** start **
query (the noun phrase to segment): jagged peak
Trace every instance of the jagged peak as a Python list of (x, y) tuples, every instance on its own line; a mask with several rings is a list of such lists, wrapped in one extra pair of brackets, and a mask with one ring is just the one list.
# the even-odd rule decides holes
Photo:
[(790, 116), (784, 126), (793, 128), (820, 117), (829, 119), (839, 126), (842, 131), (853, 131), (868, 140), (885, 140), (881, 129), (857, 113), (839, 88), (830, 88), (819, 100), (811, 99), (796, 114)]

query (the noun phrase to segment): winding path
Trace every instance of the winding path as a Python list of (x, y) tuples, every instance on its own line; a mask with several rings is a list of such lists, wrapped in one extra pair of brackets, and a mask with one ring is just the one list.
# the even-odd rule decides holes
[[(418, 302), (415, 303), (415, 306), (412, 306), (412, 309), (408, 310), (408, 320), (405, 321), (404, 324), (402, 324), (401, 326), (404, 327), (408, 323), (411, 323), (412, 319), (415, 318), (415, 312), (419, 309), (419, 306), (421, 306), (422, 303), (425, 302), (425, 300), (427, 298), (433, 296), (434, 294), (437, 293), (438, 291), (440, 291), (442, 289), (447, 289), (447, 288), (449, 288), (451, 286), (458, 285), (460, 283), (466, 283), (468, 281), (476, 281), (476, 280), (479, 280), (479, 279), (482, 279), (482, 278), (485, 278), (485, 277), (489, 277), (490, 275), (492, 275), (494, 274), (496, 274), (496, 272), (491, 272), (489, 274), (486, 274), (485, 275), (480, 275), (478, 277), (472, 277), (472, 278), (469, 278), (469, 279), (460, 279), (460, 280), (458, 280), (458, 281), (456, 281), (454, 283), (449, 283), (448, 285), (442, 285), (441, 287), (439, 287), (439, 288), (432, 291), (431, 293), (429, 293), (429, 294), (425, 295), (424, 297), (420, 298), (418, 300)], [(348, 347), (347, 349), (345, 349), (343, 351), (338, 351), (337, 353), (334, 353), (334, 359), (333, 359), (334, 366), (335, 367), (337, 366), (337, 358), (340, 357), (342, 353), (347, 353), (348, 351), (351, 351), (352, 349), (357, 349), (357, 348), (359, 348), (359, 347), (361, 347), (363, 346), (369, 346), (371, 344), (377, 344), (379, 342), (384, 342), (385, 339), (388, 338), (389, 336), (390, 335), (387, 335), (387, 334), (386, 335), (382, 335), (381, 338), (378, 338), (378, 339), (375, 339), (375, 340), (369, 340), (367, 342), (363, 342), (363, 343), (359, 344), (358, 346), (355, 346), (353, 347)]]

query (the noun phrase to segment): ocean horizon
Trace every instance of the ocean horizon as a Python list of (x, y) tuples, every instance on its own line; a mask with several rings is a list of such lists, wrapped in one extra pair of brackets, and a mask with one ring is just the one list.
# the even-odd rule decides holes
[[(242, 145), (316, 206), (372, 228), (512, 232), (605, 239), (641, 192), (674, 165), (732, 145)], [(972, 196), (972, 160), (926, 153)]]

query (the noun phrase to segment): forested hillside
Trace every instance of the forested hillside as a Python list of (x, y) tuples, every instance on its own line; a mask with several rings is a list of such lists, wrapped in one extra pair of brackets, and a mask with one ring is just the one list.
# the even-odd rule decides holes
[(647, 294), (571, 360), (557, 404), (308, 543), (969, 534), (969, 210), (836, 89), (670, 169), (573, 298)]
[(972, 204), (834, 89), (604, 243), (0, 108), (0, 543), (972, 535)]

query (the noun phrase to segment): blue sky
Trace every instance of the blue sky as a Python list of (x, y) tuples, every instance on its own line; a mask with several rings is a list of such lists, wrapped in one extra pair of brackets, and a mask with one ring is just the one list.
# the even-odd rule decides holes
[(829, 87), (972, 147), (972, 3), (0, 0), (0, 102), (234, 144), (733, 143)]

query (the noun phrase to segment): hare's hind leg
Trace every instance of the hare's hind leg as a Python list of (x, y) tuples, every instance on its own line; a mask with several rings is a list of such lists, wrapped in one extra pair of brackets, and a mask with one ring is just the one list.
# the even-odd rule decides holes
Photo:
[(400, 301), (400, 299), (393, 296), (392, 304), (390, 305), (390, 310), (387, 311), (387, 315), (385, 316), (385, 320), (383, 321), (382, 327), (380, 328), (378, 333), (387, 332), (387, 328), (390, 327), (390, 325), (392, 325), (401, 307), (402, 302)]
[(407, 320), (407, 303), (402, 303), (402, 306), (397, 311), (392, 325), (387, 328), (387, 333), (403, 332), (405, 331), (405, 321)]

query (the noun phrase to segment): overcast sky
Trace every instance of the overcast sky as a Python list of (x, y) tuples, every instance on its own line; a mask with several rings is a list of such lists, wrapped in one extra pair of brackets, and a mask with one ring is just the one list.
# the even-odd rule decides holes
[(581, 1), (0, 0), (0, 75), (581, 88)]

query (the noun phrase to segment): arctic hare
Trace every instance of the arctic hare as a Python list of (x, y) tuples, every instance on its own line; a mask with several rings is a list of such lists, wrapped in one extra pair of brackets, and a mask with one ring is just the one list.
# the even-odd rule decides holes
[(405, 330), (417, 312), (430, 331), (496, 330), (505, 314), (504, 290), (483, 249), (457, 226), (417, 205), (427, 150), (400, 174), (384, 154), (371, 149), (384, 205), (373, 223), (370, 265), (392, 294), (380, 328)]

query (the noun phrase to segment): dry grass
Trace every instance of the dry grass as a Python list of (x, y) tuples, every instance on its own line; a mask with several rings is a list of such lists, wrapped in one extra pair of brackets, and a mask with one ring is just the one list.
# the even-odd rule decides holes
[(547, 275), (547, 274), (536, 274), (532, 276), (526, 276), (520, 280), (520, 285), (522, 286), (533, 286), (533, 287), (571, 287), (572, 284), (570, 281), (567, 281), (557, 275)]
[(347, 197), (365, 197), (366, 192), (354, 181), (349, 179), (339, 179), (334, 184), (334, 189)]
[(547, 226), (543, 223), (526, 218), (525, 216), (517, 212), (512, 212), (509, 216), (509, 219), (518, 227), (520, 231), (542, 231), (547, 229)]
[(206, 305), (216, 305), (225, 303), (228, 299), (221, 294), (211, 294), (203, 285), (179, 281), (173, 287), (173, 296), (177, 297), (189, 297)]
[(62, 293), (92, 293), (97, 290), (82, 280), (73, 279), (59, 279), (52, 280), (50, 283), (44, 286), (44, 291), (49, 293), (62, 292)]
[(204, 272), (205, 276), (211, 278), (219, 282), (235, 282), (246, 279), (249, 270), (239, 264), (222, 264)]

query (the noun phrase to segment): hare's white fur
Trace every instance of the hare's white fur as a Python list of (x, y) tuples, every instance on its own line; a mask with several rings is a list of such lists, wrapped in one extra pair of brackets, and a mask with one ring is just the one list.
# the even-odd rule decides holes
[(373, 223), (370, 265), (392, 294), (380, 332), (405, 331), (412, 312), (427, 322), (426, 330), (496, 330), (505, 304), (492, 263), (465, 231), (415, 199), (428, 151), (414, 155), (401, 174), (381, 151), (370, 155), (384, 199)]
** end **
Write out all of the lines above again, putting "Outline" wherever "Trace" appears and leaving everything else untouched.

## Written solution
query (the noun phrase to segment): jagged peak
Outline every instance of the jagged peak as a Python list of (x, y) tuples, every instance on its own line; a mask with several rings is a list of such lists, wrapped in one extra pair of brackets, and a mask with one ring is just the one list.
# the even-odd rule decides holes
Photo:
[(790, 116), (784, 126), (793, 128), (820, 117), (829, 119), (839, 126), (842, 131), (853, 131), (868, 140), (885, 140), (881, 129), (857, 113), (839, 88), (830, 88), (819, 100), (811, 99), (796, 114)]

query (the noun phrase to segment): winding path
Outline every instance of the winding path as a Python list of (x, y) tuples, every instance on its own line; a mask with several rings is a list of such lists, wrapped in one extra pair of brackets, and a mask with one ring is just the one list.
# the even-odd rule decides holes
[[(418, 302), (415, 303), (415, 306), (412, 306), (412, 309), (408, 310), (408, 320), (405, 321), (404, 324), (402, 324), (401, 326), (404, 327), (408, 323), (411, 323), (412, 319), (415, 318), (415, 312), (419, 309), (419, 306), (421, 306), (422, 303), (425, 302), (425, 300), (427, 298), (433, 296), (434, 294), (437, 293), (438, 291), (440, 291), (442, 289), (447, 289), (447, 288), (449, 288), (451, 286), (458, 285), (460, 283), (466, 283), (468, 281), (476, 281), (476, 280), (479, 280), (479, 279), (482, 279), (482, 278), (485, 278), (485, 277), (489, 277), (490, 275), (492, 275), (494, 274), (496, 274), (496, 272), (491, 272), (489, 274), (486, 274), (485, 275), (480, 275), (478, 277), (472, 277), (472, 278), (469, 278), (469, 279), (460, 279), (460, 280), (458, 280), (458, 281), (456, 281), (454, 283), (449, 283), (448, 285), (442, 285), (441, 287), (439, 287), (439, 288), (432, 291), (431, 293), (429, 293), (429, 294), (425, 295), (424, 297), (420, 298), (418, 300)], [(348, 347), (347, 349), (345, 349), (343, 351), (338, 351), (337, 353), (334, 353), (334, 359), (333, 359), (334, 366), (335, 367), (337, 366), (337, 358), (340, 357), (342, 353), (347, 353), (348, 351), (351, 351), (352, 349), (357, 349), (357, 348), (359, 348), (359, 347), (361, 347), (363, 346), (369, 346), (371, 344), (377, 344), (379, 342), (384, 342), (385, 339), (388, 338), (389, 336), (390, 335), (387, 335), (387, 334), (386, 335), (382, 335), (381, 338), (378, 338), (378, 339), (375, 339), (375, 340), (369, 340), (367, 342), (363, 342), (363, 343), (359, 344), (358, 346), (355, 346), (353, 347)]]

query (the noun phrase to segment): ocean horizon
Outline every instance of the ocean horizon as a Python list of (x, y) tuples, every instance on its own line; a mask with several rings is a list of such lists, wrapped in one extra pair of brackets, and a mask with one ring is just the one list.
# the even-odd rule decides holes
[[(242, 145), (316, 206), (372, 228), (512, 232), (605, 239), (641, 192), (674, 165), (732, 145)], [(972, 196), (972, 160), (926, 153)]]

query (the noun phrase to segment): forested hillside
Outline every instance of the forested hillside as a Python list of (x, y) tuples, every instance on its own line; a mask with several rings is a list of such lists, wrapped in one extra pair of brackets, and a mask with one ring is just the one list.
# the even-odd rule decides holes
[(647, 294), (571, 360), (557, 404), (308, 543), (969, 534), (969, 210), (836, 89), (670, 169), (573, 298)]
[(972, 204), (834, 89), (604, 243), (0, 108), (0, 543), (972, 535)]

query (the noun phrase to segment): blue sky
Outline every instance of the blue sky as a Python list of (x, y) tuples, every instance on its own line; a mask with several rings is a list of such lists, wrapped in one extra pair of brackets, and a mask with one ring is just the one list.
# the even-odd rule decides holes
[(829, 87), (972, 147), (972, 3), (0, 0), (0, 102), (234, 144), (733, 143)]

query (the noun phrase to segment): hare's hind leg
Outline every instance of the hare's hind leg as a Python list of (x, y) tuples, every instance on its own line; a mask with several rings is a list of such lists, wrapped in one extra pair of brackets, and a mask with one ring is just the one list.
# the even-odd rule decides holes
Photo:
[(400, 301), (400, 299), (393, 296), (392, 304), (390, 305), (390, 310), (387, 311), (387, 315), (385, 316), (385, 320), (383, 321), (382, 327), (380, 328), (378, 333), (387, 332), (387, 328), (390, 327), (390, 325), (392, 325), (401, 307), (402, 302)]
[(407, 320), (407, 303), (402, 303), (402, 306), (397, 311), (392, 325), (387, 328), (387, 333), (403, 332), (405, 331), (405, 321)]

query (the noun phrase to segment): overcast sky
Outline every instance of the overcast sky as a Python list of (x, y) tuples, every instance on its own line; a mask with several rings is a list of such lists, wrapped in one extra pair of brackets, and a mask with one ring is just the one list.
# the even-odd rule decides holes
[(581, 1), (0, 0), (0, 75), (581, 88)]

query (the noun phrase to segment): arctic hare
Outline every instance of the arctic hare as a Python list of (x, y) tuples, every instance on its own line; a mask with several rings is a list of such lists, wrapped in one extra pair of brackets, and a mask with one ring is just the one list.
# the even-odd rule decides holes
[(405, 330), (417, 312), (430, 331), (496, 330), (505, 314), (504, 290), (483, 249), (457, 226), (417, 205), (427, 150), (400, 174), (384, 154), (371, 149), (384, 205), (373, 223), (370, 265), (392, 294), (380, 328)]

query (the noun phrase to segment): dry grass
Outline every instance of the dry grass as a Python list of (x, y) tuples, every instance on its own line; a mask with several rings is a list of such lists, wrapped in one extra pair of brackets, and a mask with one ring is just the one list.
# the even-odd rule decides holes
[(547, 275), (547, 274), (536, 274), (532, 276), (526, 276), (520, 280), (520, 285), (522, 286), (533, 286), (533, 287), (571, 287), (572, 284), (570, 281), (567, 281), (557, 275)]
[(347, 197), (365, 197), (366, 192), (354, 181), (349, 179), (339, 179), (334, 184), (334, 189)]
[(547, 226), (543, 223), (526, 218), (525, 216), (517, 212), (512, 212), (509, 216), (509, 219), (518, 227), (520, 231), (542, 231), (547, 229)]
[(206, 305), (216, 305), (225, 303), (228, 299), (221, 294), (211, 294), (203, 285), (179, 281), (173, 287), (173, 296), (177, 297), (189, 297)]
[(62, 293), (92, 293), (97, 290), (82, 280), (73, 279), (59, 279), (52, 280), (50, 283), (44, 286), (44, 291), (49, 293), (62, 292)]
[(204, 272), (205, 276), (211, 278), (219, 282), (235, 282), (246, 279), (249, 270), (239, 264), (222, 264)]

query (the noun phrase to segment): hare's white fur
Outline every instance of the hare's white fur as a Python list of (x, y) tuples, every instance on its own line; a mask with several rings is a list of such lists, wrapped in one extra pair of brackets, and a mask with one ring is just the one list.
# the even-odd rule decides holes
[(373, 223), (370, 265), (392, 294), (380, 332), (405, 331), (412, 312), (427, 322), (426, 330), (496, 330), (505, 304), (492, 263), (465, 231), (415, 199), (428, 151), (414, 155), (401, 174), (381, 151), (370, 155), (384, 199)]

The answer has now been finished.